Problem statement: Each record that follows must be given again without alteration.

Available data:
● ● ●

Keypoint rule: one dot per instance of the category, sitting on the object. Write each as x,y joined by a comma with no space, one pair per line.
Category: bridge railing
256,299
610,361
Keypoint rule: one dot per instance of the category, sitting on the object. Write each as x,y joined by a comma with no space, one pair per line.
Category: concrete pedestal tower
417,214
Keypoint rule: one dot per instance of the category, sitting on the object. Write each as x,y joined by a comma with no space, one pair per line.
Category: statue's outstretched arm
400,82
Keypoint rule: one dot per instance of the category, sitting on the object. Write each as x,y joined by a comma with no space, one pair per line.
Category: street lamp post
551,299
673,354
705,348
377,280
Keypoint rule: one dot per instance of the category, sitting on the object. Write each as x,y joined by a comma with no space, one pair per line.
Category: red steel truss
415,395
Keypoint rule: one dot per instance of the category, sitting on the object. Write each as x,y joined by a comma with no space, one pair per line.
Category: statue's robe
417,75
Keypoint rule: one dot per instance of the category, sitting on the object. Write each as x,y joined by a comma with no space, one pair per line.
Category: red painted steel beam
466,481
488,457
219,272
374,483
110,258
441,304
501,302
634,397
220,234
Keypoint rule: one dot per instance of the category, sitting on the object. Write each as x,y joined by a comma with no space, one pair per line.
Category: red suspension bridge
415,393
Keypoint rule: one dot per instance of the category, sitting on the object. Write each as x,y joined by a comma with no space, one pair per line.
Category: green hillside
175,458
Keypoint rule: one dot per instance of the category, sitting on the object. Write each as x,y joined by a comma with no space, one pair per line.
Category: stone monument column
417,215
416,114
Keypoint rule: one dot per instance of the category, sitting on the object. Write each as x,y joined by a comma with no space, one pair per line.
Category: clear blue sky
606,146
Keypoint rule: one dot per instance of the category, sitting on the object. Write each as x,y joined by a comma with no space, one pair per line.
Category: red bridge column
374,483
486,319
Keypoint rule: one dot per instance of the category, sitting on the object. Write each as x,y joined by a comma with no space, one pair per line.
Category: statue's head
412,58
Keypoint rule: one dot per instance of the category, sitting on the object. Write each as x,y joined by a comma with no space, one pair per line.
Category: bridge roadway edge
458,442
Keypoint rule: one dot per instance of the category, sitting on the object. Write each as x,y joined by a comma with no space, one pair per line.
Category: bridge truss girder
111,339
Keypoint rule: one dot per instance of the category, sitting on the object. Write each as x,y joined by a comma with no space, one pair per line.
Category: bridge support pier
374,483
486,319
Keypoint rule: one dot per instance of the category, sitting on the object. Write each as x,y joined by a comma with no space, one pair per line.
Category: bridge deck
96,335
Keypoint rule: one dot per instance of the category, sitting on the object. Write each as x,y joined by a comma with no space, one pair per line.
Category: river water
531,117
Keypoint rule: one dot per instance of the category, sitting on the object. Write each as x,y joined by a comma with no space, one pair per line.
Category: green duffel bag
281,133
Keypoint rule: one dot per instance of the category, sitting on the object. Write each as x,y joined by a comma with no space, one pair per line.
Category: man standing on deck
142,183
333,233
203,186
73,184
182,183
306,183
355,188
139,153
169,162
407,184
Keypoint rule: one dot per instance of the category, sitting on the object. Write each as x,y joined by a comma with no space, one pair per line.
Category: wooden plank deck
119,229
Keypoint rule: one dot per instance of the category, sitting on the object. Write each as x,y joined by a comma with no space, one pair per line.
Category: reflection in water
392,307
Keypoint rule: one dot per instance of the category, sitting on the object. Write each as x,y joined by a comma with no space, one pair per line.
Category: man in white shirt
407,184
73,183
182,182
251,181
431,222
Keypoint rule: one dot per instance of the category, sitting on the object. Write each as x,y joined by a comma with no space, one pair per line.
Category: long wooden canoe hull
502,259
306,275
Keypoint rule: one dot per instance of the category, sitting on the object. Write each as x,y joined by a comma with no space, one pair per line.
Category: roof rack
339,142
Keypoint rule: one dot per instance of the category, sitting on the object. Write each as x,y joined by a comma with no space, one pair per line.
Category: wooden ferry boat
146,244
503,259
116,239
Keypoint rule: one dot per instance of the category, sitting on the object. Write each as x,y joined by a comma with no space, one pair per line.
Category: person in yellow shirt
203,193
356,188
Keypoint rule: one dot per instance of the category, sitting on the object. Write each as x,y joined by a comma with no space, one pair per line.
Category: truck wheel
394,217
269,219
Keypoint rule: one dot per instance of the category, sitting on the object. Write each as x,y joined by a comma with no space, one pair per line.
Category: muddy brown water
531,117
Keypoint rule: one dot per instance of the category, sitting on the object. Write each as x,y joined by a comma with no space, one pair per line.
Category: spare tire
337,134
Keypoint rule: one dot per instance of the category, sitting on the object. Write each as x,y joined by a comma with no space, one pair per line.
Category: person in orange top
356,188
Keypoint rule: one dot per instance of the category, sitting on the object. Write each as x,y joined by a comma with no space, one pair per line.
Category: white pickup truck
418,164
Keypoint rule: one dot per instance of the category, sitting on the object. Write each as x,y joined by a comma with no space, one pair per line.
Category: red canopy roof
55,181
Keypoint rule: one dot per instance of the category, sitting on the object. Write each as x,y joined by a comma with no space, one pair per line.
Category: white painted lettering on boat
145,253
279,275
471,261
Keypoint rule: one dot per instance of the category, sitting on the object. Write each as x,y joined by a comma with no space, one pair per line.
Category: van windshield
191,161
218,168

● ● ●

Result for this exercise:
Keypoint rule: one dot per instance of the category, sitting on the object. Write each as x,y joined by a comma with no space, one pair per line.
Category: bridge railing
256,299
610,361
Keypoint rule: one dot per instance of the category, sitting on the object. Write each as x,y joined by a comma with no space, one pair per line.
Category: concrete pedestal tower
417,214
Keypoint rule: one dot per instance of the category, sitting on the object. Write each as x,y joined by a comma with no space, one pair per line.
Category: statue's outstretched arm
400,82
Keypoint rule: one dot per instance of the category, sitting on the object. Write each as x,y joined by a comma with no space, one pair per line.
Category: street lamp post
551,299
673,354
705,348
377,280
Keypoint rule: one dot per instance of the category, sitting on the object. Write each as x,y joined by a comma with no space, one pair per line.
Category: red steel truss
415,395
Keypoint rule: one dot per instance of the category, sitting on the object. Write each as x,y joined by a comma with no space, one pair per line.
Category: statue's robe
417,75
Keypoint rule: one dot per instance of the category, sitting on the object. Write each as x,y joined by a comma with no space, one pair per line.
Category: red painted steel beam
466,481
488,457
219,272
374,483
110,258
441,304
501,302
634,397
220,234
Keypoint rule: one dot per instance of the category, sitting on the object. Write each as x,y joined by a comma with no space, one pair per line.
Category: red suspension bridge
415,393
Keypoint rule: one dot per instance of the category, sitting on the object. Write each as x,y joined by a comma with no space, one pair per line.
Category: green hillside
175,458
Keypoint rule: one dot per instance of the category, sitting on the object. Write each as x,y joined by a comma with no space, one pair per line.
Category: stone monument column
417,215
416,114
Keypoint rule: one dot per instance of the category, sitting on the object. Write each as x,y joined by a comma with no space, one pair per line.
Category: clear blue sky
606,146
Keypoint rule: one dot per instance of the category, sitting on the object. Write each as x,y joined by a comma with no space, one pair per line.
Category: red bridge column
374,483
486,319
Keypoint rule: one dot per instance of the category, sitting on the object. Write each as x,y joined by a comma with no space, one pair per line.
Category: statue's head
412,58
Keypoint rule: one dot per instance of the category, sitting on the object. Write each as x,y joined by a comma with no space, one pair per line.
Category: bridge roadway edge
458,442
Keypoint rule: one dot per instance of the category, sitting on the object. Write each as x,y joined by a comma with no space, one pair per line.
Category: bridge truss girder
111,339
Keypoint rule: one dot per instance of the category, sitting on the object. Write each as x,y joined by a comma with no space, one pair per line.
Category: bridge support pier
374,483
486,319
Keypoint rule: one dot per instance of the category, sitting on the object. Write each as x,y joined by a comma with no space, one pair per line.
Category: bridge deck
96,335
Keypoint rule: one dot per instance of the category, sitting on the object. Write each as x,y joined by a comma with no space, one pair per line.
Category: river water
531,117
Keypoint rule: one dot per instance of the category, sitting on the object. Write each as x,y joined by a comma with no space, one pair per line.
Category: green duffel bag
281,133
Keypoint rule: one dot per instance of the category, sitting on the object. Write each as x,y joined by a comma with no space, one pair per line.
Category: man standing on deck
142,183
333,233
203,186
73,184
182,183
306,183
355,188
139,153
169,162
407,184
Keypoint rule: one dot per instance of the category, sitting on the object. Write each as x,y joined by a comma with no space, one pair per line.
Category: wooden plank deck
119,229
Keypoint rule: one dot per instance of the category, sitting on the object. Write each as x,y joined by a comma with no space, one pair per line.
Category: reflection in water
392,307
Keypoint rule: one dot per instance of the category, sitting on the object. Write each as x,y joined by a comma with no space, one pair per line.
Category: man in white shirt
407,184
73,183
182,182
251,181
431,222
Keypoint rule: one dot per instance of the category, sitting on the object. Write each as x,y joined by a comma with no space, one pair per line.
Category: long wooden canoe hull
502,259
306,275
Keypoint rule: one dot per instance of the category, sitting on the object. Write each as x,y joined by a comma with no space, one pair per line.
Category: roof rack
339,142
Keypoint rule: one dot per instance of the category, sitting on the object. Write each as x,y joined by a comma with no space, one pair per line.
Category: wooden ferry boat
146,244
503,259
116,239
Keypoint rule: one dot per instance of the category, sitting on the object. Write each as x,y joined by a comma with no space, one pair per line.
Category: person in yellow shirt
203,193
356,188
Keypoint rule: one dot per instance of the category, sitting on the object. Write each as x,y joined by a comma with no space, one pair per line.
Category: truck wheel
394,217
269,219
Keypoint rule: one dot per instance of the category, sitting on the object. Write each as x,y joined by a comma with no space, one pair per line.
Category: muddy brown water
531,117
Keypoint rule: one dot per instance of the category, sitting on the object. Write each as x,y joined by a comma with no space, one pair per line.
Category: spare tire
337,134
Keypoint rule: one dot per instance of the category, sitting on the object. Write each as x,y joined by a comma with no space, one pair per line.
Category: person in orange top
356,188
Keypoint rule: one dot per instance of the category, sitting on the object. Write each as x,y joined by a comma with no space, one pair per line.
Category: white pickup truck
418,164
Keypoint rule: one dot per instance of the category, sitting on the object. Write each as x,y joined by a comma with no space, one pair per line.
Category: red canopy roof
55,181
Keypoint rule: one dot per instance of the category, sitting on the object. Write each as x,y joined by a comma with no space, one pair per line.
Category: white painted lettering on boat
145,253
279,275
471,261
Keypoint rule: one dot per instance of the category, sitting on the object. Write each as x,y joined by a comma with no space, one pair per line.
Category: van windshield
191,161
218,168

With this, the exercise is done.